PASSAGE TO READ:
::::::

Petition to decriminalise euthanasia receives 75,000 signatures

A petition calling for euthanasia to be fully decriminalised will be debated in parliament after receiving nearly 75,000 signatures.
Campaign group Stichting Levenseinderegie wants the decision to be taken out of the hands of doctors and entrusted with specialist “end of life support workers”, with patients having the final say.
Wim van Dijk, a retired psychologist who founded Stichting Levenseinderegie, was convicted last year of breaking the Medicines Act by supplying an anti-nausea drug to dozens of people as an “essential part” of a suicide kit.
He was given 40 hours’ community service and a six-month suspended jail sentence. Since his conviction he has turned his energies to reforming the law.
His group commissioned research which found that 71% of people support an alternative law under which “people decide for themselves if and when euthanasia and assisted suicide should be applied”.
Living wills would be used if people are no longer capable of deciding for themselves.
The group says a bill to regulate voluntary termination of life will be presented to parliament early in the New Year. Progressive-liberal party ˇD66, which is leading talks to form the next government, also favours decriminalisation.
Euthanasia and assisted suicide have been permitted in the Netherlands since 2002, but only under strict conditions and depend on doctors deciding that a person’s suffering is unbearable and cannot be relieved.
Nearly 10,000 people died through euthanasia in 2025, but one in three requests are refused. All cases are referred to a special committee and doctors face prosecution if they do not comply with the terms.
Van Dijk has argued the current law required doctors to make subjective judgments about a patient’s level of suffering that they could not reliably gauge, leading to inconsistencies.
Doctors can also refuse to grant euthanasia requests on grounds of conscience.

::::::

TASK LIST:
(1) Answer these questions from the euthanasia article:
(a) About how many signatures did the petition receive?
(b) Since what year have euthanasia and assisted suicide been permitted in the Netherlands?
(c) What sentence was Wim van Dijk given?
(2) Decide whether each statement agrees with the euthanasia article. Answer yes or no, and quote the words that settle it.
(a) Wim van Dijk is a retired psychologist.
(b) Every euthanasia request in the Netherlands is granted.
(c) Doctors may turn down a euthanasia request on grounds of conscience.
(3) Quote the part of the euthanasia article that opens with the words containing "He was given" and closes with "deciding for themselves.".
Answer from the euthanasia article only.

::::::

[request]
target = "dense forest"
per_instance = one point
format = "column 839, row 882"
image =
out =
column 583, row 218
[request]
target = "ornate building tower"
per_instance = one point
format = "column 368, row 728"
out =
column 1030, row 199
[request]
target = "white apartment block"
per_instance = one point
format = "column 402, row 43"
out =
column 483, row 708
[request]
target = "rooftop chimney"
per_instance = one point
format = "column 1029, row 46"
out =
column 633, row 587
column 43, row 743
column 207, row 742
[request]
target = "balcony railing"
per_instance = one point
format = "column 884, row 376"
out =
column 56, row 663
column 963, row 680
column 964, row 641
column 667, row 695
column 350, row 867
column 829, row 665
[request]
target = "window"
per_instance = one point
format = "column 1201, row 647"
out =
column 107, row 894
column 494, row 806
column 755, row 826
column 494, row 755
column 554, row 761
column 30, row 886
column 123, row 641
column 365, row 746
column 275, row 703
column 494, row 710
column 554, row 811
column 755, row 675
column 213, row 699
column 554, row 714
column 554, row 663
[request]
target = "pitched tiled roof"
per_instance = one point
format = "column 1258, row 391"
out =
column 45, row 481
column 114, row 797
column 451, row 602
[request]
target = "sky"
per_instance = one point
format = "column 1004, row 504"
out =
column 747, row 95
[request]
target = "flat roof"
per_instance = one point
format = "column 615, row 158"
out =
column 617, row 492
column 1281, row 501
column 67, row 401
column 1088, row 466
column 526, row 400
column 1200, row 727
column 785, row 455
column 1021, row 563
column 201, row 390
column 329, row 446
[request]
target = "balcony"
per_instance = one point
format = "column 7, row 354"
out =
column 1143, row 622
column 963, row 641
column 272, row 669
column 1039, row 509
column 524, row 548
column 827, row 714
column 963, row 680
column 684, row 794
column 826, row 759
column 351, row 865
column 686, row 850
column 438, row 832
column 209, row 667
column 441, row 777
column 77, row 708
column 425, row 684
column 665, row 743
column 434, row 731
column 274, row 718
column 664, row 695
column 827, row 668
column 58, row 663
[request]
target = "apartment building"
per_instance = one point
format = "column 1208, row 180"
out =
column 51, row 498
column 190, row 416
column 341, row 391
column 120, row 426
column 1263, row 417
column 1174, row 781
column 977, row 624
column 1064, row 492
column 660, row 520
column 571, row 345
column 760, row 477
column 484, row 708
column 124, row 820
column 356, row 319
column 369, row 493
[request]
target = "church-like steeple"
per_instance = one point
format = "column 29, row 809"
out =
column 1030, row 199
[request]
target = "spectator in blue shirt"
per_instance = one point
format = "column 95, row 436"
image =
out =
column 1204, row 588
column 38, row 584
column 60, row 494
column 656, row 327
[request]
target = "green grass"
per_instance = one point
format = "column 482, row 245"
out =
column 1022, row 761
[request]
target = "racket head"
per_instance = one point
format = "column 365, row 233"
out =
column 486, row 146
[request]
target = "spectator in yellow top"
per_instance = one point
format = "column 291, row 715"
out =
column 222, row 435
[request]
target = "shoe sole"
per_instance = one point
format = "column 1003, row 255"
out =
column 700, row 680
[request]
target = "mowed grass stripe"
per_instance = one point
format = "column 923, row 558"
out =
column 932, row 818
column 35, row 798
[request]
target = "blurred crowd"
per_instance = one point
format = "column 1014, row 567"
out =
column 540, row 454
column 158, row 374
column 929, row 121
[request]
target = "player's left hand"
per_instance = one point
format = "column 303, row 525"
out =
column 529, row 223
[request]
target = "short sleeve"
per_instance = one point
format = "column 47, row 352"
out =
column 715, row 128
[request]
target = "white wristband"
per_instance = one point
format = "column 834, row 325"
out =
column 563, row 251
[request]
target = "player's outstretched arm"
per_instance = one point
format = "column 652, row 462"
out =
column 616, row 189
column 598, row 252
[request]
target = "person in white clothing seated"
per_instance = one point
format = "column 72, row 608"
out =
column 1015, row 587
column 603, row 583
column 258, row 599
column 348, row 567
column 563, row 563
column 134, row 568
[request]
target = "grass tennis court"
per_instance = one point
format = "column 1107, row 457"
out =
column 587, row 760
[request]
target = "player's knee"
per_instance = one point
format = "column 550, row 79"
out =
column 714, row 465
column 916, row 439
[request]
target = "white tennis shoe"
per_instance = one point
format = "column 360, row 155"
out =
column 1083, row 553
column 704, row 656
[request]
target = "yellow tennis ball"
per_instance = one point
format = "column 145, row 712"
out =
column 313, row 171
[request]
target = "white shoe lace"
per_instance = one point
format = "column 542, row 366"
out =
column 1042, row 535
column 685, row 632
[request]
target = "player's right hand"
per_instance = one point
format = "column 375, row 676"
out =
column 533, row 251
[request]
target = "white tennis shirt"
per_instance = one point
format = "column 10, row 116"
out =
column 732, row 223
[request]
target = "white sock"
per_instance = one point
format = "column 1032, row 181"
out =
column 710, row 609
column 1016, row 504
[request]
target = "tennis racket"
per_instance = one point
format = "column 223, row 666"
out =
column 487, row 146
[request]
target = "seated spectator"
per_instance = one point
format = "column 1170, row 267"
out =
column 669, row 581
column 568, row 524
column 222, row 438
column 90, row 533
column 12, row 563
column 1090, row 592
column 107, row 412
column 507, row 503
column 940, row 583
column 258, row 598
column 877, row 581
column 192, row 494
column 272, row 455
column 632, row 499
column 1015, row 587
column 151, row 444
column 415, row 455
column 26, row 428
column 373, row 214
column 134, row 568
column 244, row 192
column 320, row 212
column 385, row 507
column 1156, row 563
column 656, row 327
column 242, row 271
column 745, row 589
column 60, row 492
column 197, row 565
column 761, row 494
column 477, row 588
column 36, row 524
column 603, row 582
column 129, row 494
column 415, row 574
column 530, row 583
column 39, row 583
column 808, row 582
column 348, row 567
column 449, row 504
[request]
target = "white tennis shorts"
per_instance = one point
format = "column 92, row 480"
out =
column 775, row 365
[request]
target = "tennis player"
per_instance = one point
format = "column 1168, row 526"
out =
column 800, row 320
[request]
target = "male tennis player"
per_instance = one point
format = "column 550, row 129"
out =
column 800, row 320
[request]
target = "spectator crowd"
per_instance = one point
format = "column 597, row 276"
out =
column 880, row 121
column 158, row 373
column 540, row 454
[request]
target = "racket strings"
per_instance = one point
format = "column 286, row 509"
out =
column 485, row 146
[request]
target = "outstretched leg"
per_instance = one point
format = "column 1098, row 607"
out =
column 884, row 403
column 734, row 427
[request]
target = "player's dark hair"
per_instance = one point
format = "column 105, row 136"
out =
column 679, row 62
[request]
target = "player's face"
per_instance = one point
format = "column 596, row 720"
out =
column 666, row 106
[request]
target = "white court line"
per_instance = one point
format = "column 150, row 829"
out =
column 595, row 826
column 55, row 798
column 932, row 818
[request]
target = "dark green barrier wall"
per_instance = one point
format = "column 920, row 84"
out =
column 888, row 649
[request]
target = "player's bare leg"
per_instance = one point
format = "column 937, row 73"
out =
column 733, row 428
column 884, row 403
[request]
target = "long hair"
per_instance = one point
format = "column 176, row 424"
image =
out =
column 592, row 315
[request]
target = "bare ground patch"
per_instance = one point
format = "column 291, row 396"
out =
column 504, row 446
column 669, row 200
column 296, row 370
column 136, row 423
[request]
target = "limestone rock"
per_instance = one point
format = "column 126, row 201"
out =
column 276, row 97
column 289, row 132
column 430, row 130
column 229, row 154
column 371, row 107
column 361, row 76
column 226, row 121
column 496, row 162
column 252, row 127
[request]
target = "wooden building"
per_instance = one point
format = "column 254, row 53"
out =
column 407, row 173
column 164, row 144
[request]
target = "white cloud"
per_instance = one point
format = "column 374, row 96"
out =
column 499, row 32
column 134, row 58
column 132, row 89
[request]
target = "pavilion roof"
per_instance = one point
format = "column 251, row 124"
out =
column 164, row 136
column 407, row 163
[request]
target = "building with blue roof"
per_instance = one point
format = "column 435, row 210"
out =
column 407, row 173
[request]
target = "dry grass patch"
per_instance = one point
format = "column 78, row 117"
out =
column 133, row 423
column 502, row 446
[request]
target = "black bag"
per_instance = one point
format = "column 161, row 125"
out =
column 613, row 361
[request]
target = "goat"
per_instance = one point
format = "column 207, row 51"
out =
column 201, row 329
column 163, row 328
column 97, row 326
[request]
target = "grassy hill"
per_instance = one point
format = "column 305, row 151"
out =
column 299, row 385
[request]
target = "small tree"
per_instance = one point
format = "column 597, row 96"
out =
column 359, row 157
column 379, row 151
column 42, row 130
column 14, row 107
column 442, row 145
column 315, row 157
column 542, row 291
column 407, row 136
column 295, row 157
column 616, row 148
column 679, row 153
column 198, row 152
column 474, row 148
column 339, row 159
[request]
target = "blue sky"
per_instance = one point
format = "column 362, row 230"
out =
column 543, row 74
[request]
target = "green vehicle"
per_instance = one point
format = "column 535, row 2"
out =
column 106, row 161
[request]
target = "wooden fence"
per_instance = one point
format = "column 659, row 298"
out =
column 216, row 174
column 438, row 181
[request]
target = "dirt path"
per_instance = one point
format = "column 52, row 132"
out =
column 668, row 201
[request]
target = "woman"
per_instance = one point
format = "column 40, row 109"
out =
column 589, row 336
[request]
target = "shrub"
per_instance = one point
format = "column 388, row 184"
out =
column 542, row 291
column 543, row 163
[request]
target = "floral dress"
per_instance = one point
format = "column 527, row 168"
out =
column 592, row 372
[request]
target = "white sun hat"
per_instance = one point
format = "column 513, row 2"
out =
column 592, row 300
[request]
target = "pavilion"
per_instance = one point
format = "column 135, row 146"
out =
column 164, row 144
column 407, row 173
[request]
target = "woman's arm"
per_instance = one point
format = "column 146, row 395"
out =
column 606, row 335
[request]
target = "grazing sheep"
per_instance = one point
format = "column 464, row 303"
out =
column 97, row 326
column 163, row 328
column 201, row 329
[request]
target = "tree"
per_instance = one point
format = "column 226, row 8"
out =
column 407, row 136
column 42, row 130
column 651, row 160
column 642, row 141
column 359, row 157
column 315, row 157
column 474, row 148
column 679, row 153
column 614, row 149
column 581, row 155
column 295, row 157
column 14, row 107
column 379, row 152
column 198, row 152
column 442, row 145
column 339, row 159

::::::

ANSWERS TO THE EXERCISE:
(1)
(a) Nearly 75,000.
(b) 2002.
(c) 40 hours' community service and a six-month suspended jail sentence.

(2)
(a) Yes: "Wim van Dijk, a retired psychologist who founded Stichting Levenseinderegie"
(b) No: "one in three requests are refused"
(c) Yes: "Doctors can also refuse to grant euthanasia requests on grounds of conscience."

(3)
He was given 40 hours’ community service and a six-month suspended jail sentence. Since his conviction he has turned his energies to reforming the law.
His group commissioned research which found that 71% of people support an alternative law under which “people decide for themselves if and when euthanasia and assisted suicide should be applied”.
Living wills would be used if people are no longer capable of deciding for themselves.